Le jeudi 13 mars 2003.

Supposons qu’en pleine guerre d’Algérie le colonel Bigeard, le général Massu ou, encore, le futur général Aussaresses aient livré au Figaro quelques recommandations publiques sur le meilleur moyen de faire parler les « terroristes » du FLN. Impensable, comme chacun sait : l’institutionnalisation de cette pratique honteuse qu’est la torture relevait alors du secret d’État. En revanche, les partisans de l’état d’exception, dans l’empire du Bien de l’après-11 septembre, n’ont pas de ces pudeurs.

En pleine page du Washington Times, Jack Wheeler préconisait, avec force détails à l’appui, les techniques de torture qu’il fallait appliquer, pour les « faire parler », à des individus tels que Khaled Cheikh Mohammed, l’adjoint de Ben Laden qui venait d’être capturé au Pakistan. Mais qui est donc ce Jack Wheeler ? Tout simplement un expert en la matière.

Sous les présidences de Ronald Reagan et de George Bush Senior, il avait participé aux cours de torture dispensés à l’attention de militaires sud-américains à l’École des Amériques (Fort Bennings).

Rédacteur du site pousse-au-crime To ThePointNews.Com, il est aussi le président fondateur de la Freedom Research Foundation, association qui servit de couverture à la CIA pour recruter des mercenaires et soutenir des guérillas anticommunistes dans les années 80. Wheeler, qui collabore également de longue date avec la secte Moon, est souvent présenté comme l’inspirateur de la « doctrine Reagan » de harcèlement de l’URSS.

Voici, porté publiquement à la connaissance des sujets de l’empire du Bien, le bréviaire du bon tortionnaire, revu et corrigé à l’heure de la croisade contre l’axe du Mal.

Données disponibles:
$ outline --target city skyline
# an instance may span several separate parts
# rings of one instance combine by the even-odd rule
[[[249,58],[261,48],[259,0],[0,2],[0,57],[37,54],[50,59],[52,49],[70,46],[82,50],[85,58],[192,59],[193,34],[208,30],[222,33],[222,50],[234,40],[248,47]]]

Exercices à résoudre:
• a. Recopiez fidèlement le passage du texte sur Jack Wheeler qui va de « En pleine page » jusqu'à « en la matière. ».
• b. Rédigez la suite du texte sur Jack Wheeler, en reprenant juste après sa dernière phrase.

Corrigé des exercices:
• a.
En pleine page du Washington Times, Jack Wheeler préconisait, avec force détails à l’appui, les techniques de torture qu’il fallait appliquer, pour les « faire parler », à des individus tels que Khaled Cheikh Mohammed, l’adjoint de Ben Laden qui venait d’être capturé au Pakistan. Mais qui est donc ce Jack Wheeler ? Tout simplement un expert en la matière.

• b.
« Il faut que Khaled Cheikh Mohammed (KSM), le dirigeant d’Al-Qaeda arrêté ce week-end, se mette vite à table. En 1995, la police des Philippines avait arrêté un membre d’Al Qaeda. Grâce à des techniques de torture à l’ancienne (comme les brûlures de cigarettes sur les testicules), elle avait réussi, au bout de deux semaines, à lui faire avouer un complot visant à détourner onze avions. La torture était justifiée puisqu’elle a permis de sauver des centaines ou des milliers de vies. Il nous faut également torturer KSM pour qu’il parle en quelques heures ou jours et pas en quelques semaines, mais comment ? » Grave question. Heureusement, notre spécialiste états-unien de la question détient déjà la réponse :

« Il ne faut pas utiliser de sérums de vérité qui troublent l’esprit. Il faut utiliser un détecteur de mensonge par encéphalogramme. Il faut ensuite lui injecter du SCC, une drogue paralysante utilisée comme anesthésiant vétérinaire et qui affecte le système musculaire, le bloquant, tout en laissant KSM conscient. Il ne pourra plus respirer car sa cage thoracique sera endormie. Il faut donc le mettre sous respirateur nasal afin qu’il puisse continuer de parler. Ensuite, il faut l’interroger et couper le respirateur quand il ment. Vu l’horreur du sentiment d’étouffement, il parlera vite. »

Après la « pression physique », comme disent les officiers du renseignement israéliens, l’action psychologique :

« Ensuite, il faudra le prévenir qu’il sera exécuté, que son corps sera enduit de graisse de porc et que son cadavre sera manipulé par des femmes afin qu’il sache qu’il ne pourra pas aller au paradis selon sa religion. Après sa mort, nous incinérerons son corps et répandront les cendres dans le vent. »

Pour finir en beauté, le bouquet final empreint, comme il se doit, de ferveur chrétienne :

« Il faut terroriser les terroristes en leur faisant comprendre que leurs camarades arrêtés les trahiront et qu’ils sont condamnés à l’enfer. Ainsi, ils abandonneront leur djihad maléfique. »

Que Jack Wheeler se rassure ! Cuisiné comme tant d’autres ennemis du « bien cuisiné » dans les geôles secrètes de l’Empire, KSM n’a pas tardé à se mettre à table. Il s’est même « montré très bavard », comme l’écrivent, impavides, nos plumitifs hexagonaux, apparemment peu perturbés par les horreurs qu’implique ce genre de « bavardage ».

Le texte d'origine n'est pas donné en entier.